Non c’è genere più fisico dell’horror. Può esistere una storia romantica a distanza senza contatto tra i due amanti. Non può esistere paura senza, almeno, l’attesa di un possibile contatto fisico. Nella ciclicità che da sempre caratterizza i film di terrore, passata quella dei vampiri questi anni sono caratterizzati dal ritorno “cool” del cannibalismo. Proprio come loro, anche i cannibali hanno attraversato i generi. Sono partiti dalla crudeltà di Raw, sono stati pescati dalla cronaca di Dahmer, hanno toccato il dramma on the road con Bones and All e la commedia nerissima con Fresh. Non si è persa nemmeno l’occasione di sfruttare lo scandalo Armie Hammer nel documentario inchiesta House of Hammer.

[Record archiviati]
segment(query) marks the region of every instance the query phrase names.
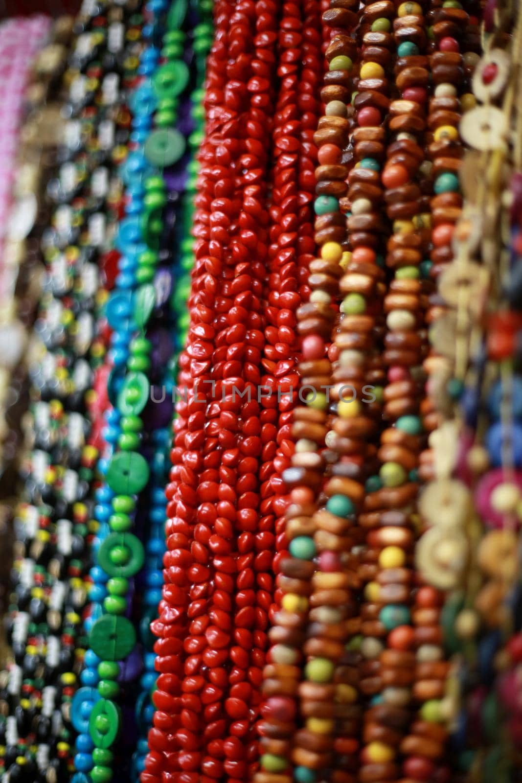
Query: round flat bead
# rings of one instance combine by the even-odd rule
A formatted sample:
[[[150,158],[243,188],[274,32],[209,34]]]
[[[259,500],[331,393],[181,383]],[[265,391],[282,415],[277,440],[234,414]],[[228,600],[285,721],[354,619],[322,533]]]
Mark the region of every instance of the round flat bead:
[[[149,472],[149,465],[141,454],[124,451],[111,457],[106,480],[113,492],[133,495],[146,485]]]
[[[106,661],[121,661],[136,644],[134,626],[125,617],[103,615],[92,626],[89,634],[91,648]]]

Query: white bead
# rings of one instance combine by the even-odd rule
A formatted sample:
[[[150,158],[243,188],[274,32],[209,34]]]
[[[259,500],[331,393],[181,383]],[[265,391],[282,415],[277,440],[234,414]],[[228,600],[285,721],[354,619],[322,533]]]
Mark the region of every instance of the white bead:
[[[387,326],[392,332],[402,332],[414,329],[416,323],[415,316],[409,310],[392,310],[386,319]]]
[[[317,444],[308,438],[301,438],[296,443],[296,452],[302,454],[307,451],[317,451]]]
[[[339,363],[341,367],[352,367],[354,365],[358,366],[364,364],[365,355],[362,351],[341,351],[339,355]]]
[[[355,199],[351,205],[352,215],[362,215],[364,212],[370,212],[371,211],[372,202],[368,198]]]
[[[383,649],[383,643],[379,639],[374,639],[372,637],[363,639],[361,644],[361,652],[369,660],[379,658]]]
[[[325,302],[325,304],[329,305],[331,301],[332,297],[326,291],[316,290],[312,291],[310,294],[310,301]]]
[[[435,98],[455,98],[457,88],[448,82],[443,82],[435,88]]]
[[[421,644],[416,658],[421,663],[432,663],[442,660],[442,648],[438,644]]]

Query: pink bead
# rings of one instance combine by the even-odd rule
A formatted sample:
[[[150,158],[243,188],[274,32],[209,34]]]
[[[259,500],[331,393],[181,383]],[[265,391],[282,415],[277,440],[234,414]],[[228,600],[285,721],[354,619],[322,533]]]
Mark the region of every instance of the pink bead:
[[[308,334],[303,340],[303,359],[322,359],[325,342],[319,334]]]
[[[319,570],[330,572],[340,571],[340,558],[337,553],[321,552],[319,555]]]
[[[441,38],[438,48],[441,52],[459,52],[460,49],[459,41],[449,35],[447,35],[445,38]]]
[[[357,121],[361,128],[373,128],[380,125],[380,112],[373,106],[365,106],[357,114]]]
[[[407,87],[402,97],[405,100],[414,100],[416,103],[426,103],[428,94],[423,87]]]
[[[398,381],[407,381],[409,377],[409,372],[405,367],[390,367],[388,370],[388,381],[391,384]]]

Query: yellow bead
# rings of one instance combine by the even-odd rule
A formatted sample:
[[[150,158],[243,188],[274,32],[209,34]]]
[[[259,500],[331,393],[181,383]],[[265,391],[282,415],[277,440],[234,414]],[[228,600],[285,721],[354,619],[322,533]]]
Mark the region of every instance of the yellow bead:
[[[394,234],[412,234],[415,231],[415,226],[411,220],[394,220]]]
[[[286,612],[305,612],[308,608],[308,601],[304,595],[287,593],[283,596],[281,605]]]
[[[385,547],[379,555],[381,568],[400,568],[405,561],[405,553],[400,547]]]
[[[403,2],[398,7],[398,16],[409,16],[410,14],[420,16],[423,9],[418,2]]]
[[[354,704],[358,698],[358,695],[353,685],[339,683],[335,689],[335,701],[338,704]]]
[[[383,742],[370,742],[366,746],[368,760],[373,764],[386,764],[395,758],[395,751]]]
[[[384,69],[379,63],[365,63],[361,66],[362,79],[382,79],[384,77]]]
[[[340,261],[339,262],[339,265],[340,266],[341,269],[345,269],[351,261],[351,253],[349,251],[345,250],[341,256]]]
[[[434,133],[434,139],[436,142],[449,139],[452,142],[459,140],[459,131],[453,125],[441,125]]]
[[[321,258],[339,263],[343,258],[343,248],[338,242],[326,242],[321,248]]]
[[[328,718],[308,718],[306,727],[314,734],[332,734],[334,723]]]
[[[460,108],[463,111],[469,111],[477,106],[477,99],[472,92],[465,92],[460,99]]]
[[[373,603],[379,601],[380,595],[380,586],[378,582],[369,582],[365,587],[365,598],[366,601]]]
[[[350,390],[347,392],[347,398]],[[361,413],[361,403],[357,399],[340,399],[337,402],[337,414],[343,419],[353,419]]]

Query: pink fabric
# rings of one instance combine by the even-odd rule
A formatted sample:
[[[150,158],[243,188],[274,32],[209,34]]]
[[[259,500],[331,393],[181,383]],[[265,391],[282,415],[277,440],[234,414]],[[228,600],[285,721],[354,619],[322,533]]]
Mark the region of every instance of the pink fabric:
[[[43,15],[16,17],[0,24],[0,268],[25,86],[50,25],[49,17]]]

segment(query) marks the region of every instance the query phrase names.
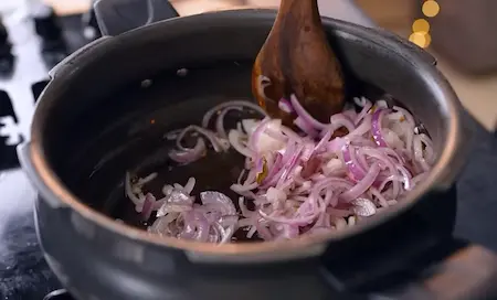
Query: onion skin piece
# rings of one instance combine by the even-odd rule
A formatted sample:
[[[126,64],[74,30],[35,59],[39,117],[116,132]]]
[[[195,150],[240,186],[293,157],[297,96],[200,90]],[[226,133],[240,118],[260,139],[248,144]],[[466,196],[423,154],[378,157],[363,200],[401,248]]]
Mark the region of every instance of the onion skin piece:
[[[384,141],[383,133],[381,132],[381,120],[382,120],[383,114],[385,111],[387,110],[384,110],[384,109],[377,109],[377,111],[374,111],[372,120],[371,120],[372,136],[373,136],[374,142],[379,147],[388,147],[387,142]]]

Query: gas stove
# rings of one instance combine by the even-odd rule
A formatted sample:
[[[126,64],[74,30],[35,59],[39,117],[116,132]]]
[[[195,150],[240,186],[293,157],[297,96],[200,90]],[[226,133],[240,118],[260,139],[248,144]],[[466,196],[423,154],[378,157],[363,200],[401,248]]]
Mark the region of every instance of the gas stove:
[[[81,20],[81,15],[60,20],[67,52],[88,42]],[[53,63],[44,57],[46,43],[40,41],[33,28],[32,20],[8,26],[14,63],[11,75],[0,79],[0,298],[6,300],[44,299],[62,288],[36,240],[32,212],[35,192],[17,169],[15,146],[29,138],[35,98],[45,86],[49,65]],[[497,250],[497,139],[467,113],[464,121],[474,129],[473,140],[468,141],[474,150],[457,184],[455,235]],[[51,299],[70,299],[57,294],[61,292],[53,292]]]
[[[15,147],[29,138],[49,69],[91,40],[83,35],[82,15],[11,15],[0,26],[0,298],[6,300],[43,299],[61,288],[36,240],[35,192],[19,170]]]

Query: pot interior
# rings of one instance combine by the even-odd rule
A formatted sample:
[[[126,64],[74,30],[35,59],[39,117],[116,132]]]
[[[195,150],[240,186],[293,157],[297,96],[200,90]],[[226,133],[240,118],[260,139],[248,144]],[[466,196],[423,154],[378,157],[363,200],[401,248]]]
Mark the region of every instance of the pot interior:
[[[49,85],[41,99],[50,108],[42,129],[44,154],[85,204],[145,227],[125,196],[126,171],[139,176],[158,172],[150,184],[156,194],[166,183],[184,184],[195,176],[192,194],[218,190],[237,200],[229,186],[243,168],[241,156],[210,153],[187,167],[176,167],[167,156],[173,146],[167,132],[200,124],[216,104],[252,99],[252,64],[272,18],[211,23],[168,21],[114,38]],[[346,71],[348,99],[376,100],[388,93],[424,124],[440,153],[447,120],[443,95],[430,74],[419,62],[371,42],[378,36],[357,34],[355,26],[339,21],[325,25]],[[228,124],[239,117],[229,115]]]

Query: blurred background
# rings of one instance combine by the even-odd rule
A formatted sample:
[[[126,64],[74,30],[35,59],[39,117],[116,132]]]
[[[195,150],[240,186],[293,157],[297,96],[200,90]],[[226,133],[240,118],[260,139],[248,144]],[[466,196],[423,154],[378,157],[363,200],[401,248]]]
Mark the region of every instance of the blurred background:
[[[0,12],[22,14],[22,2],[1,0]],[[465,107],[487,129],[497,126],[497,1],[495,0],[350,0],[380,26],[410,39],[438,60]],[[88,11],[91,0],[44,0],[57,15]],[[171,0],[181,15],[234,7],[276,8],[278,0]],[[332,0],[319,1],[332,10]],[[21,11],[21,12],[20,12]],[[19,15],[18,15],[19,18]],[[422,19],[421,21],[416,21]],[[414,22],[416,21],[416,22]]]

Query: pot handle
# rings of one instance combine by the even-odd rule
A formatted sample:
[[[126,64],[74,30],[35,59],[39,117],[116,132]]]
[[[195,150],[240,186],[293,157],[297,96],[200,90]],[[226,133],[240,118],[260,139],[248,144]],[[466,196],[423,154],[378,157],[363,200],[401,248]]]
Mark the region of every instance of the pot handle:
[[[394,299],[494,299],[497,296],[497,256],[468,245],[435,266],[426,279],[393,294]]]
[[[93,7],[102,34],[110,36],[179,17],[168,0],[97,0]]]
[[[352,267],[349,274],[334,274],[325,262],[322,274],[335,289],[368,293],[371,299],[478,300],[497,296],[497,256],[491,250],[452,238],[414,244],[417,242],[404,245],[406,250],[383,254],[388,257],[370,257],[372,264],[362,270]],[[420,250],[426,247],[427,251]]]

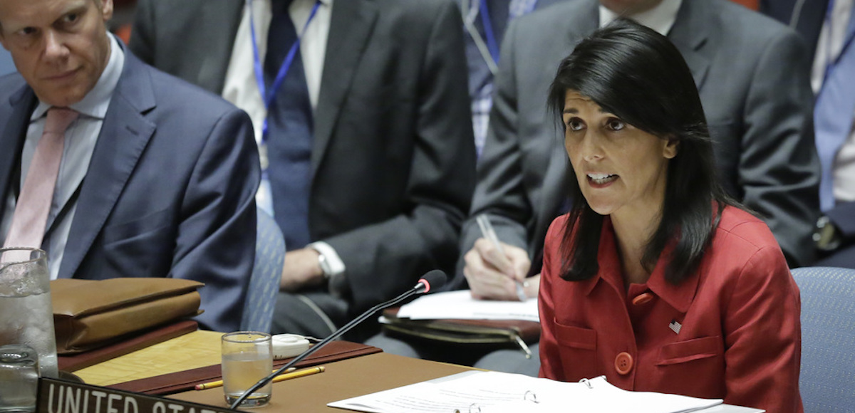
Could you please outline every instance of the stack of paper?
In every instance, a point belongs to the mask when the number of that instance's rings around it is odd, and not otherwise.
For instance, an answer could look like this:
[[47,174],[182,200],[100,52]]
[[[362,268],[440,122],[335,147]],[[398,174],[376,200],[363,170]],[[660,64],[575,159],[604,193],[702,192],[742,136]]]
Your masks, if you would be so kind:
[[404,305],[400,318],[411,320],[528,320],[540,322],[537,298],[526,301],[476,300],[469,290],[422,296]]
[[[722,399],[628,392],[598,377],[565,383],[507,373],[469,371],[327,404],[374,413],[459,411],[683,413],[721,404]],[[572,409],[570,409],[572,408]]]

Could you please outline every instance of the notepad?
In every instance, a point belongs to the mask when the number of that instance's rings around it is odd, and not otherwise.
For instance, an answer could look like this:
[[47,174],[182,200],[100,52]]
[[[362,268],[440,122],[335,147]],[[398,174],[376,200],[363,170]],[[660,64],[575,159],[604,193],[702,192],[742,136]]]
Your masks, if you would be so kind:
[[410,320],[528,320],[540,321],[537,298],[526,301],[478,300],[469,290],[422,296],[401,307],[398,316]]
[[686,413],[722,402],[720,398],[628,392],[612,386],[604,376],[566,383],[522,375],[469,371],[327,406],[372,413]]

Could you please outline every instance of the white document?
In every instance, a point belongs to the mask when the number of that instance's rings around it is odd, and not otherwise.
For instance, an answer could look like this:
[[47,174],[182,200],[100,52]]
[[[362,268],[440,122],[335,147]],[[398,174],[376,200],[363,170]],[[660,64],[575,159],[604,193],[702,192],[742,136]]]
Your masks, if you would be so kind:
[[526,301],[476,300],[469,290],[437,292],[422,296],[401,307],[400,318],[438,320],[528,320],[540,322],[537,298]]
[[722,399],[628,392],[604,376],[565,383],[522,375],[468,371],[330,403],[330,407],[373,413],[598,412],[684,413]]

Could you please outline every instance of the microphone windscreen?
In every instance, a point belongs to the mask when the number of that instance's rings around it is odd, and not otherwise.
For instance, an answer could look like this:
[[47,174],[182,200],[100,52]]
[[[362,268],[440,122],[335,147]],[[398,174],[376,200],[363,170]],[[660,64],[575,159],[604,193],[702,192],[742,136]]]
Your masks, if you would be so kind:
[[419,281],[424,281],[428,284],[428,288],[425,290],[427,292],[429,290],[434,288],[439,288],[445,285],[445,281],[448,280],[448,275],[441,269],[433,269],[428,271],[428,274],[422,276],[422,280]]

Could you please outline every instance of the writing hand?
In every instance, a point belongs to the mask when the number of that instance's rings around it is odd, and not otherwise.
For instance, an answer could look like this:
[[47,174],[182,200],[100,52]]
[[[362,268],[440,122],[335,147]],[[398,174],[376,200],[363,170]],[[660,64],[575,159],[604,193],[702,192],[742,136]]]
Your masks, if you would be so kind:
[[[522,248],[501,243],[501,249],[504,254],[492,243],[480,238],[463,257],[463,275],[473,298],[519,301],[516,282],[525,280],[531,261]],[[525,288],[526,296],[534,297],[536,291],[529,286]]]

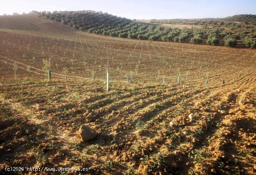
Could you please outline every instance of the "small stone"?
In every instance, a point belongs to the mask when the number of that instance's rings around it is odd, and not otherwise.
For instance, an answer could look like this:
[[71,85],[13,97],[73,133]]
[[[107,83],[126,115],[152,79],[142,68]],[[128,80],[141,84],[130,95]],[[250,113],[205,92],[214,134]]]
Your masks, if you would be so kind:
[[177,126],[177,125],[176,123],[175,123],[174,122],[170,122],[170,126]]
[[186,121],[186,120],[183,119],[182,120],[182,125],[186,125],[187,124],[187,122]]
[[24,138],[22,140],[22,141],[25,143],[29,142],[29,140],[28,140],[27,138]]
[[20,130],[15,134],[15,136],[20,137],[22,135],[22,131]]
[[221,113],[222,114],[224,114],[226,113],[227,113],[227,112],[225,110],[221,110]]
[[194,114],[194,113],[191,113],[189,115],[189,118],[190,120],[193,119],[194,118],[195,115]]
[[91,140],[96,138],[96,134],[89,126],[82,125],[78,131],[80,138],[84,142]]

_Il problema_
Per favore, indica con quale film, secondo il testo sull'horror, i cannibali hanno toccato il dramma on the road. Le voci non hanno alcun legame con il testo sull'horror.

_Soluzione del compito_
Bones and All.